Peaches are a big deal in Chilton County and the Annual Chilton Area Peach Production Meeting provided farmers with an outlet on Tuesday, Jan. 24.

The meeting took place at the Alabama Power Conference Center in Clanton, where 100-plus people piled in to discuss the happenings in the agricultural world.

“We do this every year about the last week in January,” said Gary Gray, regional extension agent of commercial horticulture. “It is an opportunity for growers, researchers and people in the industry to get together. That’s where a lot of the best information is exchanged.”

According to Gray, the landscape of agriculture is always changing and it remains in a constant fluid state. The meeting is the place to update the public about the latest technological and scientific advancements.

Researchers from other states made the trip to Chilton County to share their latest findings.

“Some of the best interaction that we can have is with the growers,” Gray said. “Whether that happens as a part of the meeting or afterwards, that is the good stuff. We try to get the information out that is most applicable to the people of Alabama,” Gray said.

Presentations from various speakers discussed topics such as fruit research and management of for orchards with inadequate chilling, which has been a growing concern, and recommendations for peach insects.

ASSIGNED TASK
Continue the article about the Chilton County peach meeting, starting after its last sentence.

DATA FOR REVIEW
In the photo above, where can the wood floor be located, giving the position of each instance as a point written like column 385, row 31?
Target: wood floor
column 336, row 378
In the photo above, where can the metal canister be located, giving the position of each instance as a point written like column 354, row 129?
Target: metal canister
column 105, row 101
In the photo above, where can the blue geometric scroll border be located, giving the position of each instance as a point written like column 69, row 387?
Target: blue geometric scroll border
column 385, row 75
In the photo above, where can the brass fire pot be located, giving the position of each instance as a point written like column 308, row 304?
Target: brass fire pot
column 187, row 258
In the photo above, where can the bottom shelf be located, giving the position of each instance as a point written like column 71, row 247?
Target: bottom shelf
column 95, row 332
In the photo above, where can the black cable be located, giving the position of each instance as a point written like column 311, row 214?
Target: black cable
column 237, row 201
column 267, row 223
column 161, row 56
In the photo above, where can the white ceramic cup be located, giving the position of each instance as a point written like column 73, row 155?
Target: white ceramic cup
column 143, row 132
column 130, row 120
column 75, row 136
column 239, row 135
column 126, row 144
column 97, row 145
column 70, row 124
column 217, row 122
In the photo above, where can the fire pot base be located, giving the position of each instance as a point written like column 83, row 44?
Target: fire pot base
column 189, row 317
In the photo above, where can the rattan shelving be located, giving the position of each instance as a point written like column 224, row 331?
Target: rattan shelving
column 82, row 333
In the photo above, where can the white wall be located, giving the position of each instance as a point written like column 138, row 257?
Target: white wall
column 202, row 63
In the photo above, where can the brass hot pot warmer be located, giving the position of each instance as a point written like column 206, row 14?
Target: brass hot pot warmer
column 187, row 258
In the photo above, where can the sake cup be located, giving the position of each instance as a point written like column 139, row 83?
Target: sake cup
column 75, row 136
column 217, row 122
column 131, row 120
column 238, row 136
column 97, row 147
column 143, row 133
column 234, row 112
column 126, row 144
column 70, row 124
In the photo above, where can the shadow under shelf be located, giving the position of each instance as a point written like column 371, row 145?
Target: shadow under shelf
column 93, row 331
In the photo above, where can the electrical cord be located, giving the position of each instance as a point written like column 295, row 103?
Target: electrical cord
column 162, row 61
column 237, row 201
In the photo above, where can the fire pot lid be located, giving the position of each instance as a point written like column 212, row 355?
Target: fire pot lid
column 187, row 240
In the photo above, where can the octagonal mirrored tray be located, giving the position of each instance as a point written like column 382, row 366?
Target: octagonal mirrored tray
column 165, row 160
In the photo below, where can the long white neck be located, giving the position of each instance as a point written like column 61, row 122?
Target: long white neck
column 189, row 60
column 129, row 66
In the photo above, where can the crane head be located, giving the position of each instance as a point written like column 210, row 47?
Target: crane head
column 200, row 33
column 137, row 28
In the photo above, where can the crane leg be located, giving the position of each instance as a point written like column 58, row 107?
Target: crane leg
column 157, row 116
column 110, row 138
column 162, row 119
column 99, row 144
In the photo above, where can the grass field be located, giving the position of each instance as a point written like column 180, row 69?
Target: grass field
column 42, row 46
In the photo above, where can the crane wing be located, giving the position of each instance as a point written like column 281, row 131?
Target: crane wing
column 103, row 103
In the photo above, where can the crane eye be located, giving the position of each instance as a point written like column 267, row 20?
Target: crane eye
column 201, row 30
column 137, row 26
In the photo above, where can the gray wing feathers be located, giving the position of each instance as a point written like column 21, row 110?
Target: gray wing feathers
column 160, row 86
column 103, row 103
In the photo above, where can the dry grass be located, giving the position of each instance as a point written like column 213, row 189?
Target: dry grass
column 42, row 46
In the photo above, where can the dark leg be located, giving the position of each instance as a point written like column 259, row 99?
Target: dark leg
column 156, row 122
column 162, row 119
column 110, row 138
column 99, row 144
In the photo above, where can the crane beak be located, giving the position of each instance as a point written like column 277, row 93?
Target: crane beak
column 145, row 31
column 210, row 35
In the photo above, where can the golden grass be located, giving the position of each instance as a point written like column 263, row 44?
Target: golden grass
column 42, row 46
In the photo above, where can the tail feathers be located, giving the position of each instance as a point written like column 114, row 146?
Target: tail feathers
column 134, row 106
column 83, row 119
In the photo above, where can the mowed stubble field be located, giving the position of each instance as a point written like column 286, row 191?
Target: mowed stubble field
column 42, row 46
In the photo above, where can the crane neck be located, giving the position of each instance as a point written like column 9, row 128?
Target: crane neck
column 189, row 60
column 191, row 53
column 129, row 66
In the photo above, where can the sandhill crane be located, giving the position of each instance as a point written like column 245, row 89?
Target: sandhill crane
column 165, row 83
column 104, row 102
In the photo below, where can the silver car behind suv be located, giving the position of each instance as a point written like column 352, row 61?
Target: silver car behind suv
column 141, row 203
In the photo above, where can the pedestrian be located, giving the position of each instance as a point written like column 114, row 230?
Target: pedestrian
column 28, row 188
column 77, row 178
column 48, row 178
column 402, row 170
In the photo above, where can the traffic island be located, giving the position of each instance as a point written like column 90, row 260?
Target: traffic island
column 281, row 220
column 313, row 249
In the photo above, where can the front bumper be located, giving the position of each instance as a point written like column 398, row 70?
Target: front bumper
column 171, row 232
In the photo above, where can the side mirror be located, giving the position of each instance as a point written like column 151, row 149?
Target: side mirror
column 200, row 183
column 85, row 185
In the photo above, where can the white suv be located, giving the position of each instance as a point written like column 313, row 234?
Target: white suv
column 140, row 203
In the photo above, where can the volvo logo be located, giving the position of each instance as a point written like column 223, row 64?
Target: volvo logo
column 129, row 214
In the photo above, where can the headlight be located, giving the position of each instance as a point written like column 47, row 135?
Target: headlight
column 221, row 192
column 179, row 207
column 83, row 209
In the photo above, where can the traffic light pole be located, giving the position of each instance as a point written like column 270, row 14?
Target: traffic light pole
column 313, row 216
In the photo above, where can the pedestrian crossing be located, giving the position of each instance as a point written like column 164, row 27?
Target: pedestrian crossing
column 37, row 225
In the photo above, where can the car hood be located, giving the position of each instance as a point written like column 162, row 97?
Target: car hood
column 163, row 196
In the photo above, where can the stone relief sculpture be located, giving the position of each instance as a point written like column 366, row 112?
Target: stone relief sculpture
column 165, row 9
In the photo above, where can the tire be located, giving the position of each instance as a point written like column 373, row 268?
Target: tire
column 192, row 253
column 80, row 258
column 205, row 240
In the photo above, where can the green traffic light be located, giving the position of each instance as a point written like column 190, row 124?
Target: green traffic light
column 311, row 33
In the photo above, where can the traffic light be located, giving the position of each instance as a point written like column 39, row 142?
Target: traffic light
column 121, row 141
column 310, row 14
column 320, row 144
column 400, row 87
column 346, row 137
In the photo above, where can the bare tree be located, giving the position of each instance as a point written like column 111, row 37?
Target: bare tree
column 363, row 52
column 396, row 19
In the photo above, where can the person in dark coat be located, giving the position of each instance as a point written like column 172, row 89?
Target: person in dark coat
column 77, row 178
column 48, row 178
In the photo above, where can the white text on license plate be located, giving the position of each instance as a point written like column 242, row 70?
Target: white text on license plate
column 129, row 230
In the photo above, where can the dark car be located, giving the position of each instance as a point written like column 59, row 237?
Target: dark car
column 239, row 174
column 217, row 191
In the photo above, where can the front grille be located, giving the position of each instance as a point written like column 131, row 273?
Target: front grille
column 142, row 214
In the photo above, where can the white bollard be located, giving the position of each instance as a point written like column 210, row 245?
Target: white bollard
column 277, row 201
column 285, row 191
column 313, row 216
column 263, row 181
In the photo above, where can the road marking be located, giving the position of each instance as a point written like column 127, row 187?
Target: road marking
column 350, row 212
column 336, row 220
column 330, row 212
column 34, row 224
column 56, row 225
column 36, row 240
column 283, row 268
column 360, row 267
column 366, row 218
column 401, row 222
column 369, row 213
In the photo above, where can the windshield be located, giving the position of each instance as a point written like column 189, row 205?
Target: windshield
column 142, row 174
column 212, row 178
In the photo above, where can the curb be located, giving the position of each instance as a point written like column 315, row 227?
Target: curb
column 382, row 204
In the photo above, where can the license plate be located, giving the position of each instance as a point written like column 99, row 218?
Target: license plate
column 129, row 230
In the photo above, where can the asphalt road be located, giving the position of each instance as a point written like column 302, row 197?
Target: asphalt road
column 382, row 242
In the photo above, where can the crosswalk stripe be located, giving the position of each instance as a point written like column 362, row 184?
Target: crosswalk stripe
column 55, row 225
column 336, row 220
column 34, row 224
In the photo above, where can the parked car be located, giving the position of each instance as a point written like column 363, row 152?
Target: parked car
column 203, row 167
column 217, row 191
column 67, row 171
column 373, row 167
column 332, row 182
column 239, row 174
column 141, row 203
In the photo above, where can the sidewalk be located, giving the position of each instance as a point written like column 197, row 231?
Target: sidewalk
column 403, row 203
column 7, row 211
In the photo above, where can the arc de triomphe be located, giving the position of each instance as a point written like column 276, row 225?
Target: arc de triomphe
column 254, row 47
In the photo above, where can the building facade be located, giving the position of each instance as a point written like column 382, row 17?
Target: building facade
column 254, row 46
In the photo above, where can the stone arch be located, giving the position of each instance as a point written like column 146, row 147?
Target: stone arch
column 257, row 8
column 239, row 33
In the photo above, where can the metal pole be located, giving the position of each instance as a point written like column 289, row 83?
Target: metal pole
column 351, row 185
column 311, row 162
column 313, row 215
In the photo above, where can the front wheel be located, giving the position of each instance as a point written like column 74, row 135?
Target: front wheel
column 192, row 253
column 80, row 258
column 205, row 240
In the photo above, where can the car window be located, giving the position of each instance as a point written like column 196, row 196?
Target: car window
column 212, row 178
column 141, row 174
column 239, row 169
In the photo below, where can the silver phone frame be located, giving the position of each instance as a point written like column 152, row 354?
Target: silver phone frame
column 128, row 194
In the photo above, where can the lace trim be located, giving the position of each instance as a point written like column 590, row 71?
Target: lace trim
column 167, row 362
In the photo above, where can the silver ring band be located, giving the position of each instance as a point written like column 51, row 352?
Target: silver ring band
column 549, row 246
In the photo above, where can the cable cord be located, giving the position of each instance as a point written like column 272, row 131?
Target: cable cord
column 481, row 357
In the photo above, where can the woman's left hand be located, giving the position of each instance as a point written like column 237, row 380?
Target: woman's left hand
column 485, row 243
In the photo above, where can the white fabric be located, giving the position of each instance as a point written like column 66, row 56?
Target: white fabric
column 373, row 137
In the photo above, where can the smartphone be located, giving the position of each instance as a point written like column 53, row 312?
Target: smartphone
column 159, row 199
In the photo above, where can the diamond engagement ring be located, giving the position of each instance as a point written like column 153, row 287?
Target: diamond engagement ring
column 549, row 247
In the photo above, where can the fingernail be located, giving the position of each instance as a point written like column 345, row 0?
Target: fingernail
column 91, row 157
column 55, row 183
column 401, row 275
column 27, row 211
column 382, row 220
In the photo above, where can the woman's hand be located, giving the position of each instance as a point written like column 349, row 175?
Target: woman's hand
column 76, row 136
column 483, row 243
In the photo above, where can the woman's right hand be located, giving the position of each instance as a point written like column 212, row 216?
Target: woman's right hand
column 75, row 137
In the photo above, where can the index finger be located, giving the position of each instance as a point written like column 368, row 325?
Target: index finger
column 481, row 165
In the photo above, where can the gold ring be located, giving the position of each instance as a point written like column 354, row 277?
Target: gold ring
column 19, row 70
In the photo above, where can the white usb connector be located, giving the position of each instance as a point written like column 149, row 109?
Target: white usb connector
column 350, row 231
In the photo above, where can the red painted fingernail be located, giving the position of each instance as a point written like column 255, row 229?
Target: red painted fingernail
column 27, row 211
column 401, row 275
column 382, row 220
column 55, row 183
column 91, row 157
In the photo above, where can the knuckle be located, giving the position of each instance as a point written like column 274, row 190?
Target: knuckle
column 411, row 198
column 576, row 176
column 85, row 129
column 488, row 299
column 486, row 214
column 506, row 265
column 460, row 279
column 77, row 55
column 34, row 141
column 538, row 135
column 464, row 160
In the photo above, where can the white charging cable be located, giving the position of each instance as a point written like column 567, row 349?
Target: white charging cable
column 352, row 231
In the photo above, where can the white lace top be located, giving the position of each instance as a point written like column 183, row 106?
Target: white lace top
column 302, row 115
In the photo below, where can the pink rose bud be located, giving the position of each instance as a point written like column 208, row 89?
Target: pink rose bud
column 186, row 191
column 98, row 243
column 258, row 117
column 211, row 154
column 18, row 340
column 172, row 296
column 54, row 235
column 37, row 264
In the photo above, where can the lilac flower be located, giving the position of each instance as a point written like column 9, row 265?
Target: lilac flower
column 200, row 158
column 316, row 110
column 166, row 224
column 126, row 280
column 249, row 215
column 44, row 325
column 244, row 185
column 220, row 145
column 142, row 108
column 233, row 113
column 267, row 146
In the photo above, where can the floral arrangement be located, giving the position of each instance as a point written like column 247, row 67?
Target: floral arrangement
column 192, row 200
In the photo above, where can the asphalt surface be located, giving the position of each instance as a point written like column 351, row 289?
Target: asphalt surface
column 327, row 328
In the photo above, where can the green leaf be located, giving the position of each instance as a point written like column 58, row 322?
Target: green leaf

TASK RESPONSE
As of Jan. 11, the Chilton Research and Extension Center in Thorsby had logged 521 hours below 45 degrees. That is a major difference at that point in the year compared to the 650 hours measured 10 years ago.

One of the primary strategies to combat the lack of chill hours is to prune as late as possible and fruit thinning should be done more carefully. This was stressed during the meeting.

“There’s a lot that we still don’t know about when it comes to chill hours,” attendee Steve Wilson said.

New at this year’s meeting was an exhibit area that attendees could explore prior to the start of speakers’ presentations.

Dr. Raj Patel with True Dermatology offered free skin cancer screenings for producers, Don Wambles demonstrated ways to accept electronic forms of payment at the marketplace and grower’s permits were also available to be renewed on site.

“The state law allows that if you grow your own produce and go to sell it in places such as Alabaster, Marion or Alexander City, you don’t have to buy an individual business license everywhere you go,” West said. “You can sell there as long as you have permission from the property owner where you are setup.”

The screenings were a popular place, as a large number participated and took advantage of the checkup.

The Clanton Lions Club also had a booth setup among the exhibits and was getting signatures of farmers who wanted to take part in the 2017 peach auction by donating a basket.

“We’ve been serving the people of Clanton for about six months now and what I noticed is that a lot of my patients are out doing something related to agriculture,” Patel said. “They are the ones that are getting some of the worse skin cancer and skin damage.”

According to Patel, a typical examine involves checking the skin from a person’s head to their toes for certain indicators.

“Sun damage is really something that needs to be addressed and not something to let linger,” Patel said. “It’s important to address self-awareness to help prevent future problems.”